▸ Supplied material:
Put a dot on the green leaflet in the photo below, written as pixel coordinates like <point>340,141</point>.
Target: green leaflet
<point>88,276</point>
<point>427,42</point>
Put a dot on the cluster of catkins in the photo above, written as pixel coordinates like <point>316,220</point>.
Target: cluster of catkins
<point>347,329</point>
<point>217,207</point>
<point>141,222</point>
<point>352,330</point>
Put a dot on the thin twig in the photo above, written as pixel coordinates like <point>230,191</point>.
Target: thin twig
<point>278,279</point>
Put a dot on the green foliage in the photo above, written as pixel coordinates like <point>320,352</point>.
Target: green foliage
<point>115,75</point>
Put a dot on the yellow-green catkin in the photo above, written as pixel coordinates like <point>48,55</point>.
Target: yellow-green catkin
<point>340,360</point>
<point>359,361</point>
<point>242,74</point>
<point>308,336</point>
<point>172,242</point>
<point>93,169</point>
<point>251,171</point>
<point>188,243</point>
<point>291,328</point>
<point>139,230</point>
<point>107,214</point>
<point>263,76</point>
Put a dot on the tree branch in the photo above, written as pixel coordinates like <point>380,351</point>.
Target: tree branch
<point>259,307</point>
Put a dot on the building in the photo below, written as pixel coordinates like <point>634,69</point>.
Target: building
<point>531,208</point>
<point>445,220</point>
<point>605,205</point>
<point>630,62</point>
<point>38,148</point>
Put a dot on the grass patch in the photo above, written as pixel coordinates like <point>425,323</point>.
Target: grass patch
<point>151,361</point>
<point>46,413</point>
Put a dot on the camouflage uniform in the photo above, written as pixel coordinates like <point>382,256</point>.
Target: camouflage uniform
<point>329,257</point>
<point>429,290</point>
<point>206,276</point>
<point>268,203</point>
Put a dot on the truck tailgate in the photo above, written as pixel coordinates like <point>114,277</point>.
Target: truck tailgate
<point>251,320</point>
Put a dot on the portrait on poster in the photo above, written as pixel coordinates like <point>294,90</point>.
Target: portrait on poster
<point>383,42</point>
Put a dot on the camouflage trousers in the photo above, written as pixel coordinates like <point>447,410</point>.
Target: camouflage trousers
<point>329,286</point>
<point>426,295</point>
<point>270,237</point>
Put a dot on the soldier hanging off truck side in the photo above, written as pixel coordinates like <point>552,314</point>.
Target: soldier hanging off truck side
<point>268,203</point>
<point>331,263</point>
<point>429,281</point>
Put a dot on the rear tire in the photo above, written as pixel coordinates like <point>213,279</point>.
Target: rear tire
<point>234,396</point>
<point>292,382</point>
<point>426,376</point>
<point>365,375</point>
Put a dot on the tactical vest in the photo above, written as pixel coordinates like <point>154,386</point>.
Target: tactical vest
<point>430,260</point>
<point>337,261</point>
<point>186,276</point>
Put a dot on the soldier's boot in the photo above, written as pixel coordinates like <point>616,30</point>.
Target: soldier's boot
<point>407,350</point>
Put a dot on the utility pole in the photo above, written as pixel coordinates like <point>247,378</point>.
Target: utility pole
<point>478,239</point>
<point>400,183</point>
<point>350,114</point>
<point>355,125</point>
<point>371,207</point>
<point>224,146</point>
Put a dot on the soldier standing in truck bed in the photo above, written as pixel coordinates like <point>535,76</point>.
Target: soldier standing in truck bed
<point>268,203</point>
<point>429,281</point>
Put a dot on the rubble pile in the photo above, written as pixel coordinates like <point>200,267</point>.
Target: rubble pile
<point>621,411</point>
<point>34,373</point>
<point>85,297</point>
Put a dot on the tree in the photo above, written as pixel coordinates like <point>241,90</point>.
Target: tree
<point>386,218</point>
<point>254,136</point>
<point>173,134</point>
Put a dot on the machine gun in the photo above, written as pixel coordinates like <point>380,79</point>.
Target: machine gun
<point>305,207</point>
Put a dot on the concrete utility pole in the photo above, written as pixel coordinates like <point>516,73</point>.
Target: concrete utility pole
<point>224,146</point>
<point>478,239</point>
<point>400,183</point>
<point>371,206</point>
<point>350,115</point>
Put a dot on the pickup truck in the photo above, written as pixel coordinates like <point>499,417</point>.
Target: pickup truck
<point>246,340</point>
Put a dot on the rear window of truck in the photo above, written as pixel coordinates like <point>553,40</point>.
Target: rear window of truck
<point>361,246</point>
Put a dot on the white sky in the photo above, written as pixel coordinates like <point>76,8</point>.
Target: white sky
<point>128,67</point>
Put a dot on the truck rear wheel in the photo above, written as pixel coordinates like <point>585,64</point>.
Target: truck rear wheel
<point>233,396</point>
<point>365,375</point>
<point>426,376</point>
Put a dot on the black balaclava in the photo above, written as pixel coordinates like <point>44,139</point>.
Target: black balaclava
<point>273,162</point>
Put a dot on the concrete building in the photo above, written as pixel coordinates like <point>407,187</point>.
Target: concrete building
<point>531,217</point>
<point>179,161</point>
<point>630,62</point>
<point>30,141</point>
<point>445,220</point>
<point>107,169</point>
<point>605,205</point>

▸ Task details:
Quote all the records. Keep every word exact.

▸ In response:
Put a dot on the green leaflet in the photo below, written as pixel coordinates like <point>340,141</point>.
Target: green leaflet
<point>88,276</point>
<point>427,42</point>
Put a dot on the cluster of catkins in the photo above, written as pixel coordinates like <point>316,220</point>.
Target: cluster of catkins
<point>347,329</point>
<point>217,207</point>
<point>141,222</point>
<point>352,330</point>
Put a dot on the thin twig in the photo above, written as pixel coordinates like <point>230,191</point>.
Target: thin twig
<point>278,279</point>
Put a dot on the green foliage in the photo above, written as pixel coordinates like <point>320,352</point>.
Target: green foliage
<point>115,75</point>
Put a dot on the yellow-green catkin in the photo above, written as pixel coordinates like <point>48,55</point>.
Target: yellow-green catkin
<point>340,360</point>
<point>359,361</point>
<point>242,74</point>
<point>308,336</point>
<point>172,242</point>
<point>93,169</point>
<point>251,171</point>
<point>188,243</point>
<point>291,328</point>
<point>139,230</point>
<point>107,214</point>
<point>263,76</point>
Put a dot on the tree branch in the photo above, written as pixel coordinates like <point>380,351</point>.
Target: tree branch
<point>259,307</point>
Put a dot on the building in the photo below, written as pixel coordinates like <point>634,69</point>.
Target: building
<point>531,208</point>
<point>445,220</point>
<point>605,205</point>
<point>630,62</point>
<point>38,148</point>
Put a dot on the grass patch in the photo above, written as pixel coordinates like <point>425,323</point>.
Target: grass patch
<point>151,361</point>
<point>46,413</point>
Put a dot on the camouflage uniform in the photo above, written as pixel coordinates like <point>382,256</point>.
Target: camouflage uniform
<point>329,257</point>
<point>429,290</point>
<point>206,276</point>
<point>268,203</point>
Put a dot on the truck tailgate in the photo above, written as pixel coordinates like <point>114,277</point>.
Target: truck tailgate
<point>251,320</point>
Put a dot on the portrait on poster in the photo above, written as pixel coordinates like <point>294,90</point>.
Target: portrait on poster
<point>383,42</point>
Put a dot on the camouflage trousers in the photo above, written as pixel coordinates like <point>447,410</point>.
Target: camouflage trousers
<point>329,286</point>
<point>426,295</point>
<point>270,237</point>
Put a dot on the soldier hanging off truck side in the photo above, written as pixel coordinates like <point>552,314</point>.
Target: soldier hanging off truck side
<point>268,203</point>
<point>331,263</point>
<point>429,281</point>
Put a dot on the rear tire in the photo above, written as pixel coordinates like <point>213,279</point>.
Target: rear tire
<point>234,396</point>
<point>292,382</point>
<point>426,376</point>
<point>365,375</point>
Put a dot on the tactical vest in the photo above, written as pixel coordinates like <point>154,386</point>.
Target: tactical vest
<point>430,260</point>
<point>337,261</point>
<point>186,276</point>
Put a dot on the soldier's boot in the photo above, written as pixel coordinates like <point>616,30</point>.
Target: soldier's boot
<point>407,350</point>
Put a dot on the utility pole in the photo above, written as pixel coordinates like <point>247,378</point>.
Target: utility pole
<point>478,239</point>
<point>400,183</point>
<point>350,114</point>
<point>355,125</point>
<point>371,207</point>
<point>224,146</point>
Put a dot on the soldier standing in truck bed in the photo above, written as pixel coordinates like <point>535,76</point>.
Target: soldier standing in truck bed
<point>268,203</point>
<point>429,281</point>
Put a dot on the rubble pile in the photo above, written as pixel coordinates like <point>200,267</point>.
Target: rubble pile
<point>621,411</point>
<point>34,373</point>
<point>85,297</point>
Put a dot on the tree in the photo above, written as pixel coordinates like <point>241,90</point>.
Target: tree
<point>386,218</point>
<point>254,136</point>
<point>173,134</point>
Put a dot on the machine gun in the photo above, written as pixel coordinates like <point>380,79</point>.
Target: machine gun
<point>305,207</point>
Put a dot on the concrete utility pole in the photo above, written as pixel coordinates like <point>516,73</point>.
Target: concrete utility pole
<point>224,146</point>
<point>478,239</point>
<point>400,183</point>
<point>371,206</point>
<point>350,115</point>
Put a dot on the pickup truck in the photo above, written as pixel coordinates like <point>499,417</point>.
Target: pickup truck
<point>246,340</point>
Put a dot on the rear window of truck in the photo above, written as pixel coordinates like <point>553,40</point>.
Target: rear window of truck
<point>361,246</point>
Put a dot on the white sky in the photo above, written as pixel coordinates like <point>76,8</point>.
Target: white sky
<point>128,67</point>
Put a dot on the truck rear wheel in the photo above, written as pixel coordinates like <point>585,64</point>.
Target: truck rear wheel
<point>233,396</point>
<point>365,375</point>
<point>426,376</point>
Put a dot on the black balaclava in the photo above, written as pixel coordinates like <point>44,139</point>.
Target: black balaclava
<point>273,162</point>
Put a dot on the concrete building in the photo above, written as pixel coordinates like <point>407,187</point>.
Target: concrete building
<point>531,217</point>
<point>179,161</point>
<point>630,62</point>
<point>30,141</point>
<point>445,220</point>
<point>107,169</point>
<point>605,205</point>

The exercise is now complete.